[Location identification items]
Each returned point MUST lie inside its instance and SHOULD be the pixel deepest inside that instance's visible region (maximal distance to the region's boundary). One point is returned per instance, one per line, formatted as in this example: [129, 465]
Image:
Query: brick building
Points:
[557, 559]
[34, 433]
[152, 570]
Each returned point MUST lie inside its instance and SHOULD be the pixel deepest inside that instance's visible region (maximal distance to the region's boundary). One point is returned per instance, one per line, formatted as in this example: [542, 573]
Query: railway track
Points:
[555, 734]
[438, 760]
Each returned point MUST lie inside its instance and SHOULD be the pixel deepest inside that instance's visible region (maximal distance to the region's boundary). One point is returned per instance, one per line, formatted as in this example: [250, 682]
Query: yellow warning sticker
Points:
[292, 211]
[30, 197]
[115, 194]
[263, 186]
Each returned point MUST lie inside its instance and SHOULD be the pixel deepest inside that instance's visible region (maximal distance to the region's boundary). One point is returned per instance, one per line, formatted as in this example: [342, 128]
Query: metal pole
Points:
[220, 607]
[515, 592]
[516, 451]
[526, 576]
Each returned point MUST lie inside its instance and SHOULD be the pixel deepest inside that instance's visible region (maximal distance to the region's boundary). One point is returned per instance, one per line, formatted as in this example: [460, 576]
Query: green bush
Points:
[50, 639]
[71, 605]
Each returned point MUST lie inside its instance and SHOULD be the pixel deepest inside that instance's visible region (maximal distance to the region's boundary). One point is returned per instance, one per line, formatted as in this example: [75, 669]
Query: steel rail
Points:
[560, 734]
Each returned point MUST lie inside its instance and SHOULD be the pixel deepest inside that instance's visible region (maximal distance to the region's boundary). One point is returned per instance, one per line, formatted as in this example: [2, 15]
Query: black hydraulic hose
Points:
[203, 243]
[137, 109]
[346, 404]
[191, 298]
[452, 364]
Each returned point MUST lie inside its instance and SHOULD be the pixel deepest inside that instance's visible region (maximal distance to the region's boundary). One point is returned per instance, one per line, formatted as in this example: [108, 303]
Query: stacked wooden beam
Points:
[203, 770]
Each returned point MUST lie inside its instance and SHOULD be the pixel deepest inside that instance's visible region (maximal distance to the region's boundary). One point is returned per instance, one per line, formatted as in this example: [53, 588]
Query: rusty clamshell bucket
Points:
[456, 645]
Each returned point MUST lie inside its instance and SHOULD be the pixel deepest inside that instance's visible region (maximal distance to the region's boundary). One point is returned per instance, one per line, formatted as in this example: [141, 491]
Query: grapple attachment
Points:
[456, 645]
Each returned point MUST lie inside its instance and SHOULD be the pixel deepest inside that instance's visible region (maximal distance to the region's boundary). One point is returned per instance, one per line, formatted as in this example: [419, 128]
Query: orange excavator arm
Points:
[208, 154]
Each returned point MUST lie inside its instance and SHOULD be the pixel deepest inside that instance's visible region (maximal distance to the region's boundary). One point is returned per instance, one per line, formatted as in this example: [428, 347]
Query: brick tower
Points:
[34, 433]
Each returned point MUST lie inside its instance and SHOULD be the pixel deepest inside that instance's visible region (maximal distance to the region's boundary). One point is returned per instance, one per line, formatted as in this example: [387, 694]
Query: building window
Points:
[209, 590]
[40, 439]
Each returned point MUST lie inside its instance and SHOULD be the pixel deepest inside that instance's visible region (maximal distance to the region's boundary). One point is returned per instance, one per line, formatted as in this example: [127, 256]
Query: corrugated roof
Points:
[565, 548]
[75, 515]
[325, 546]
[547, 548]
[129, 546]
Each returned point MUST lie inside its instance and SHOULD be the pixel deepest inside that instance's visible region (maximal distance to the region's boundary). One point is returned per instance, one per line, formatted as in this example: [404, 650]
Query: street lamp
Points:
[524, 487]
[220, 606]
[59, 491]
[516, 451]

● **Set exercise**
Write every line of the material above again, exactly.

● **Task result**
Each returned point MUST lie inside its instance and SHOULD be the pixel deepest inside that instance's visible region (maximal distance to the region's boundary). One point is returned per instance, one per line, formatted as in this example: [129, 465]
Image:
Query: brick building
Points:
[557, 559]
[34, 433]
[152, 570]
Each returned point MUST lie inside its instance and SHOULD be the pixel deepest inside that instance's visible region (maximal distance to the region's boundary). One point is returned per instance, one per line, formatted as in this example: [542, 573]
Query: railway track
Points:
[555, 734]
[438, 760]
Each returned point MUST lie inside its instance and SHOULD be the pixel deepest inside that instance's visible region (maximal distance to the region's boundary). One point is returned per instance, one per line, formatted as in this example: [250, 682]
Query: yellow warning sticker
Points:
[292, 211]
[30, 197]
[115, 194]
[263, 186]
Each returned point MUST lie inside its instance and SHOULD be the pixel deepest inside that instance's visible region (maximal distance to the region's boundary). One point is returned per instance, one per line, formatted as in this example: [342, 128]
Query: metal pole
Points:
[220, 607]
[515, 592]
[516, 451]
[526, 576]
Each returned point MUST lie inside its instance and SHOULD be the pixel deepest inside that instance's visible region (maximal distance to the region's boundary). One point is returned per instance, one per line, formatted as in this example: [460, 576]
Query: green bush
Points:
[50, 639]
[71, 605]
Each returned point MUST lie inside its instance and SHOULD be the pixel deepest inside that instance's visible region (maximal distance to the region's boundary). One point is returned per instance, one per line, formatted as in this example: [75, 669]
Query: steel rail
Points:
[560, 734]
Each returned point MUST lie inside its instance and SHOULD be the pixel deepest inside that instance's visible region (maximal distance to the region's boundary). One point is returned per instance, one per line, formatted as in this example: [2, 15]
Query: black hydraulic hose
Points:
[203, 243]
[137, 109]
[346, 404]
[191, 298]
[452, 364]
Each returned point MUST lie inside its instance and SHOULD be the pixel deepest inside that instance's visible region (maximal distance to the region's boundary). One point is returned per instance, one per line, formatted as in this example: [108, 303]
Query: stacked wooden beam
Points:
[203, 770]
Each returned point MUST lie inside its instance and SHOULD be the pixel deepest inside that instance's visible region (maximal distance to the region's boundary). One point is returned per instance, one per line, formatted as in this example: [53, 588]
Query: rusty clamshell bucket
Points:
[456, 645]
Each returned point MUST lie inside its instance and SHOULD be the pixel deepest inside that instance's visible region (maximal distance to the region's boundary). One point is returned per instance, one per line, formatted as in this example: [141, 491]
Query: grapple attachment
Points:
[456, 645]
Each returned point MUST lie inside its instance and SHOULD be the pixel deepest inside that instance's visible region (maximal distance to the region's boundary). One point is returned per instance, one per line, formatted as in this example: [419, 128]
Query: orange excavator arm
Points:
[208, 154]
Each returned point MUST lie inside its instance and SHOULD be the pixel deepest inside that instance's visible region (maximal distance to the region's boundary). One point is returned per instance, one per line, formatted as in this example: [428, 347]
Query: brick tower
Points:
[34, 433]
Each returned point MUST lie inside its instance and SHOULD be the pixel deepest inside that instance's visible region (maximal distance to the region's boundary). One point is returned per instance, one per line, formatted as in this example: [387, 694]
Query: building window
Points:
[209, 590]
[40, 439]
Each returned point MUST lie inside its instance and SHOULD be the pixel deepest inside that instance's visible region (maximal distance to the region's boundary). One point is returned per instance, one per line, formatted as in this example: [127, 256]
Query: corrugated roof
Points:
[565, 548]
[75, 515]
[325, 546]
[547, 548]
[129, 546]
Each returned point MUST lie inside its instance and SHOULD be the pixel deepest inside that instance's visible region (maximal distance to the region's boundary). One point is returned per instance, one per line, formatted as in this example: [404, 650]
Query: street lamp
Points:
[524, 487]
[220, 606]
[59, 491]
[516, 451]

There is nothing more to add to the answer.